[Begin Supplied records]

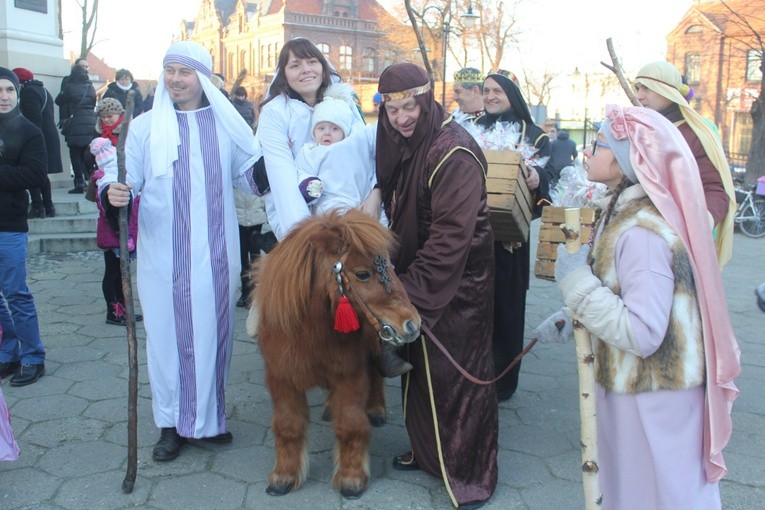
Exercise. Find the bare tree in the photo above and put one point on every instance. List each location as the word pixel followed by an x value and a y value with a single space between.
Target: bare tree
pixel 89 12
pixel 499 28
pixel 752 40
pixel 538 87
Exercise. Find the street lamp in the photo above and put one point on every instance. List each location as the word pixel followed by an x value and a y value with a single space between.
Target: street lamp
pixel 468 19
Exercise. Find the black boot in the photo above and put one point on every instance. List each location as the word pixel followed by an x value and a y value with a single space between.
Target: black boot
pixel 389 363
pixel 169 445
pixel 244 299
pixel 115 314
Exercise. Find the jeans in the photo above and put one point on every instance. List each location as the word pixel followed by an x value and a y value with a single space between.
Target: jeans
pixel 18 316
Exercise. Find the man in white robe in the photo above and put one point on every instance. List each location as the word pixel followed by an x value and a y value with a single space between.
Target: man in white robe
pixel 184 157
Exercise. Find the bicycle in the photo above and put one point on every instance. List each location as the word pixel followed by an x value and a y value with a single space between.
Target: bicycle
pixel 750 215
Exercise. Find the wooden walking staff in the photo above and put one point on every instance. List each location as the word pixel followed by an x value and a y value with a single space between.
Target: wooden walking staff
pixel 586 368
pixel 616 68
pixel 127 291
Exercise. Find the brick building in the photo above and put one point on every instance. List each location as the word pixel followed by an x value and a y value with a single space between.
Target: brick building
pixel 721 59
pixel 248 35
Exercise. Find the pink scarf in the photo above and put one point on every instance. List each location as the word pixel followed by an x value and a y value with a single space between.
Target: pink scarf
pixel 668 172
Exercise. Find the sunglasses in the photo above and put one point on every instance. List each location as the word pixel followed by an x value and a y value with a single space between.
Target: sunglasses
pixel 597 143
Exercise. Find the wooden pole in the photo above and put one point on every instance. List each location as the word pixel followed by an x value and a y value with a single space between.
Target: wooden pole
pixel 585 365
pixel 127 291
pixel 616 68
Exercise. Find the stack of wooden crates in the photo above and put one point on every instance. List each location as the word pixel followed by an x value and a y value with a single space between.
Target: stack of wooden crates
pixel 508 196
pixel 551 235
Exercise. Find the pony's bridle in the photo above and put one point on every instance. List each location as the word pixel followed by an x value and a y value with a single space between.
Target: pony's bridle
pixel 384 331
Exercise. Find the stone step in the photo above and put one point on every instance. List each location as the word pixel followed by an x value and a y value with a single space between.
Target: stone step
pixel 78 224
pixel 61 243
pixel 73 207
pixel 73 229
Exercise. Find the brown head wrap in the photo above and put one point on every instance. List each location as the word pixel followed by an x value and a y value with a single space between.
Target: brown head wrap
pixel 396 154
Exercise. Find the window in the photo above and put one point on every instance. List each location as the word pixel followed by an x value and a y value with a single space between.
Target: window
pixel 324 49
pixel 753 65
pixel 693 68
pixel 368 60
pixel 389 58
pixel 346 57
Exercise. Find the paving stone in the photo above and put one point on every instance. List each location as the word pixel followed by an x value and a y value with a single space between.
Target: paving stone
pixel 78 459
pixel 58 432
pixel 17 491
pixel 105 388
pixel 71 425
pixel 199 490
pixel 64 354
pixel 49 407
pixel 88 370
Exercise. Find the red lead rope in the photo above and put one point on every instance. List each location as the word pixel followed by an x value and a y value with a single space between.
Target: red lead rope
pixel 464 372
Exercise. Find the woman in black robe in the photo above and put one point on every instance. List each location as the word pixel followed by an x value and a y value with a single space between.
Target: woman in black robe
pixel 513 262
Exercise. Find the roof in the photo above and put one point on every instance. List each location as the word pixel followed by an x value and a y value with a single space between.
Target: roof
pixel 225 8
pixel 729 24
pixel 368 9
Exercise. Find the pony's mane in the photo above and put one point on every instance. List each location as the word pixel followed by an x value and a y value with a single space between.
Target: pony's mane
pixel 297 275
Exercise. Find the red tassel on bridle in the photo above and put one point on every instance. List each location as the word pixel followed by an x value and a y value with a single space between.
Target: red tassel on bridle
pixel 346 320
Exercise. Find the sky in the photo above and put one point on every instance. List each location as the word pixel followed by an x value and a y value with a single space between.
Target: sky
pixel 558 35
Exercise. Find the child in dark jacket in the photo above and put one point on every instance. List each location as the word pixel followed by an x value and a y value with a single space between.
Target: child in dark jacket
pixel 108 238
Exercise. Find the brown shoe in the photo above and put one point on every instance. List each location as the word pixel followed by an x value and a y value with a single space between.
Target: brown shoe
pixel 390 364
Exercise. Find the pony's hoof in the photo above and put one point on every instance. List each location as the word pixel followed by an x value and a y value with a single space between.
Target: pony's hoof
pixel 349 493
pixel 279 489
pixel 377 420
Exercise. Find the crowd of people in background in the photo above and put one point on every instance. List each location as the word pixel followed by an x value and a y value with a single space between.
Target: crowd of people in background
pixel 207 216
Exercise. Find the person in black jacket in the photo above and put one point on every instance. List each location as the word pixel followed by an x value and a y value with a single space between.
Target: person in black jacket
pixel 243 106
pixel 22 166
pixel 118 90
pixel 77 118
pixel 563 154
pixel 37 106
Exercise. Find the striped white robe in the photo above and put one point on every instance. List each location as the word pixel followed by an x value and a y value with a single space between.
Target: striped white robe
pixel 188 266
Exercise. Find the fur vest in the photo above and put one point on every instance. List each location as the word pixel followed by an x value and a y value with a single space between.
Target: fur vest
pixel 679 361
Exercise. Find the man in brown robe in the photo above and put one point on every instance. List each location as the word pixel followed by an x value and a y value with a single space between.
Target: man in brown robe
pixel 432 178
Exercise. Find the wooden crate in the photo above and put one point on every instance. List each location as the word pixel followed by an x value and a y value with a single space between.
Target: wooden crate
pixel 508 196
pixel 551 235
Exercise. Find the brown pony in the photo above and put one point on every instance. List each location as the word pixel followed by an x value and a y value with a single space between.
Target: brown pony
pixel 300 285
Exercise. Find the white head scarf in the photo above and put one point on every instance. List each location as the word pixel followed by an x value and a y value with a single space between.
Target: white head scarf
pixel 164 148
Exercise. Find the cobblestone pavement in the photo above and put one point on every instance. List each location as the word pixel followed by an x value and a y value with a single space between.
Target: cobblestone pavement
pixel 71 425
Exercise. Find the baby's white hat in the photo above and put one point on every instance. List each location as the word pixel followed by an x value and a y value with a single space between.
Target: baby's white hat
pixel 336 107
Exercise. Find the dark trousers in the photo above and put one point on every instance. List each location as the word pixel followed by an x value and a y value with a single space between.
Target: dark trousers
pixel 247 254
pixel 81 172
pixel 111 285
pixel 510 285
pixel 41 196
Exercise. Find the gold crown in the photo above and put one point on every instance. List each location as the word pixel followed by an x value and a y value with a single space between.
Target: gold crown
pixel 415 91
pixel 468 75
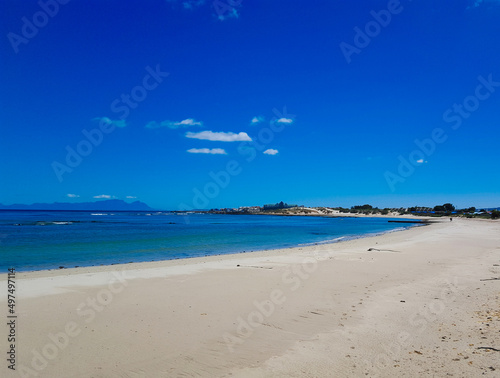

[End Supplied records]

### Prompt
Reproduce the rows word for word, beginning at the very first one and continuing through the line that contains "pixel 248 35". Leave the pictures out of your copy.

### Response below
Exercise. Find the bare tree in the photo above and put one point on every instance. List each location as the word pixel followed by an x value and a y value with a single space between.
Target: bare tree
pixel 89 12
pixel 499 28
pixel 752 40
pixel 538 87
Exercise. Find the street lamp in the photo above and put one point on every instance. List each location as the word pixel followed by an x value and a y value with a single space between.
Target: street lamp
pixel 468 19
Exercise. Find the black boot in the photo above and put one point on every instance. List each location as the word pixel followed by an x value and a y value with a single space between.
Target: black boot
pixel 389 363
pixel 169 445
pixel 244 299
pixel 115 314
Exercise. Find the jeans in the photo above and put one point on every instance. List each location as the word pixel followed by an x value and a y value with a single space between.
Target: jeans
pixel 18 316
Exercise. Find the man in white robe in the photo above and put one point on every instance. List each location as the word pixel followed by an x value and a y value with a single space between.
Target: man in white robe
pixel 184 157
Exercise. Find the bicycle in the photo above and put one point on every instance. List each location as the word pixel followed by an x value and a y value with a single space between.
Target: bicycle
pixel 750 215
Exercise. Find the wooden walking staff in the photo above and put one point on every instance. List each location as the word pixel followed by an x value and a y value with a single space between.
Target: wooden walking staff
pixel 586 368
pixel 616 68
pixel 127 291
Exercise. Find the brick building in the photo above and put one point on every instance. List each location as the word pixel followed by an x value and a y value with a single space between.
Target: brick building
pixel 721 59
pixel 248 35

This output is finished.